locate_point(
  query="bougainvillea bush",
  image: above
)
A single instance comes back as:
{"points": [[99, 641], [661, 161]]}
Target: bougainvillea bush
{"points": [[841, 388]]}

______

§ The problem: In full and unchanged, repeat the data above.

§ Answer area:
locate_point(
  query="bougainvillea bush",
  image: above
)
A single instance comes back as:
{"points": [[99, 641], [661, 161]]}
Target: bougainvillea bush
{"points": [[841, 388]]}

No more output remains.